## Work required
Out of the entries that follow, copy each line containing "rocky".

## Records shown
┄┄┄┄┄┄┄┄┄┄┄┄┄┄┄┄┄┄┄┄
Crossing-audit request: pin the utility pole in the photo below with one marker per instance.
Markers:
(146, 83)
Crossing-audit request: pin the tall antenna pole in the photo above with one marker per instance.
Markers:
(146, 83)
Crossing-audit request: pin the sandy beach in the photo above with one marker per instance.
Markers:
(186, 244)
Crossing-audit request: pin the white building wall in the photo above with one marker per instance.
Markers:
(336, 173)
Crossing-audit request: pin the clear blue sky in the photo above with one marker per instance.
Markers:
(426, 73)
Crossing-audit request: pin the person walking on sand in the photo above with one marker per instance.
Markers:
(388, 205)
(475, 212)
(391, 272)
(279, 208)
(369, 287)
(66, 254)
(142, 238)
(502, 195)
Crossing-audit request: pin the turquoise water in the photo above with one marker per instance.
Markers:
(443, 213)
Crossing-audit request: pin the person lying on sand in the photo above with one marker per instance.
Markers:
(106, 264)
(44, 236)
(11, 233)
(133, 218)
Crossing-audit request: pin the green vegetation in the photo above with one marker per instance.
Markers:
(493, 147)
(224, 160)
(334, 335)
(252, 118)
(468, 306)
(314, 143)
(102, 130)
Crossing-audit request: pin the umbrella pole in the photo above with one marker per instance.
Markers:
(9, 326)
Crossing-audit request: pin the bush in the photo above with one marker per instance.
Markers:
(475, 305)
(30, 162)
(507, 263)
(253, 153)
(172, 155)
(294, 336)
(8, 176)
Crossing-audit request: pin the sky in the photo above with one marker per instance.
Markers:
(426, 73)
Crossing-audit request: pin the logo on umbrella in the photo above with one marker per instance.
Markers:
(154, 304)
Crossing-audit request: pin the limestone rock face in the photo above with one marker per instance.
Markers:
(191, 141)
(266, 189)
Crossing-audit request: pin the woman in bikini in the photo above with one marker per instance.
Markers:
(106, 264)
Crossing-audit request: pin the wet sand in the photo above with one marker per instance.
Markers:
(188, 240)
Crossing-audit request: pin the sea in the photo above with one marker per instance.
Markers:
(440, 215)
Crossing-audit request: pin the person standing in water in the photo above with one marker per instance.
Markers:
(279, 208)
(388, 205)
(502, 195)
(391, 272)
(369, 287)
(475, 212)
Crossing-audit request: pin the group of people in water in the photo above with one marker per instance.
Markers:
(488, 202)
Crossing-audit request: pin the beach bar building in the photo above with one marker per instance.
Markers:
┄┄┄┄┄┄┄┄┄┄┄┄┄┄┄┄┄┄┄┄
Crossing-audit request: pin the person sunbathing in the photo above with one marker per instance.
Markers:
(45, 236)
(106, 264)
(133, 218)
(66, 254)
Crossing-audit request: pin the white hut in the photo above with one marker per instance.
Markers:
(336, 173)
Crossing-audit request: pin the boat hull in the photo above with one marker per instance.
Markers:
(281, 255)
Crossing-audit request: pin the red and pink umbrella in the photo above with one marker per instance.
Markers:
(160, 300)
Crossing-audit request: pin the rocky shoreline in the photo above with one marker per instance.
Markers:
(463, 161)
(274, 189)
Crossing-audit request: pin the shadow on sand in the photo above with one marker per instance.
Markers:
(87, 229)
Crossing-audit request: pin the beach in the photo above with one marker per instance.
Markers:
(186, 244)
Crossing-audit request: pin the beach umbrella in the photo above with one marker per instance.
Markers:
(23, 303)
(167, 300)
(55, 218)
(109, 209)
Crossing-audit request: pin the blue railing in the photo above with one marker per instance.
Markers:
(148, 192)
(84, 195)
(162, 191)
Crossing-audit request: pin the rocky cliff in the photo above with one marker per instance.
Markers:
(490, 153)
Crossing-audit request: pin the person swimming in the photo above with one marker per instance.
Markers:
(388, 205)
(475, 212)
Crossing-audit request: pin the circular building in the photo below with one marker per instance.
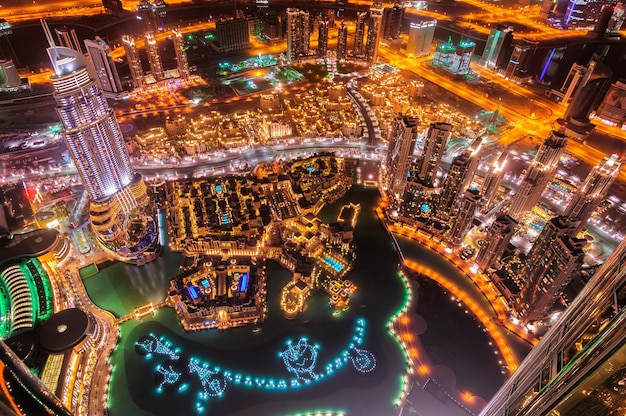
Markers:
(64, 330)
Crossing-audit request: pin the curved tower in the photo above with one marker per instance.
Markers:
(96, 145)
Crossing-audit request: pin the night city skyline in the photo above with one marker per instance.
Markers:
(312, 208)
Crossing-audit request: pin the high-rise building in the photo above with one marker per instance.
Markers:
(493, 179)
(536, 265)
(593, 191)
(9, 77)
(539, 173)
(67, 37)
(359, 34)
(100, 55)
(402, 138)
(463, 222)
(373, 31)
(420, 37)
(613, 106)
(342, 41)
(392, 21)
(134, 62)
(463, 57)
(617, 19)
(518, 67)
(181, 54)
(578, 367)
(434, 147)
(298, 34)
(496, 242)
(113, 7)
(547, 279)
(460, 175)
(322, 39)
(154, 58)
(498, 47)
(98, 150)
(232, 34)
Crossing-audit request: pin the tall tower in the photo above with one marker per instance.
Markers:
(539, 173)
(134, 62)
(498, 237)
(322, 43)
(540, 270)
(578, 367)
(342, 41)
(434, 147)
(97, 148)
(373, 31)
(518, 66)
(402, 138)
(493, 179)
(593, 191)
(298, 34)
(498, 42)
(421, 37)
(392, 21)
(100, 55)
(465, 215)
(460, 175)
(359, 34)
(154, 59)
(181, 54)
┄┄┄┄┄┄┄┄┄┄┄┄┄┄┄┄┄┄┄┄
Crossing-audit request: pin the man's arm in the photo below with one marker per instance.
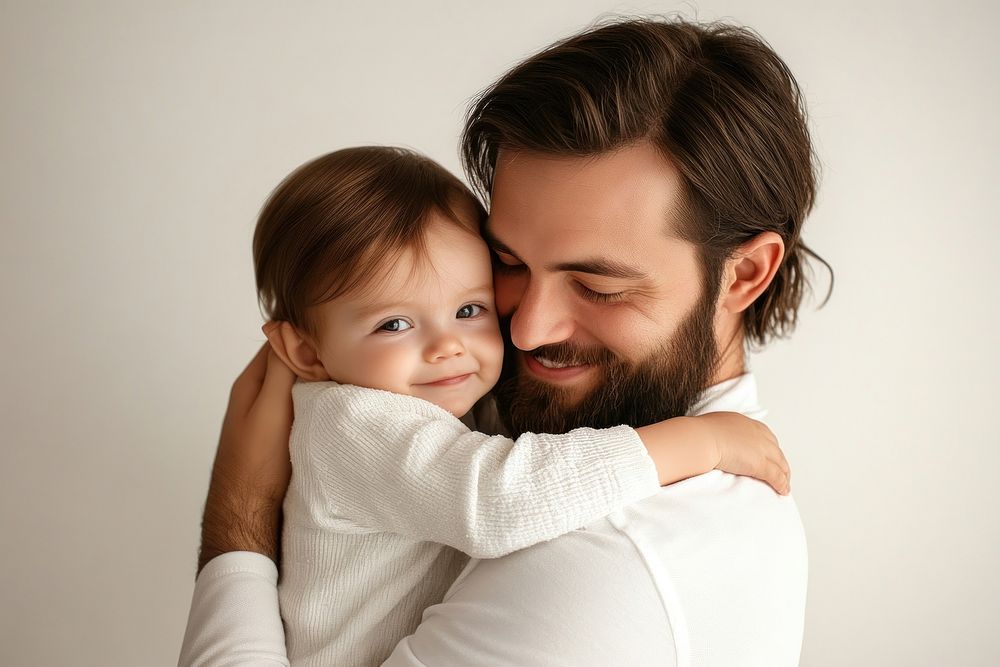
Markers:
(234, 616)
┄┄┄┄┄┄┄┄┄┄┄┄┄┄┄┄┄┄┄┄
## Answer space
Crossing-audit request: pin the rocky shoreline in the photo above with one marker per instance.
Crossing-audit request: pin the rocky cliff in the photo above with one marker per instance.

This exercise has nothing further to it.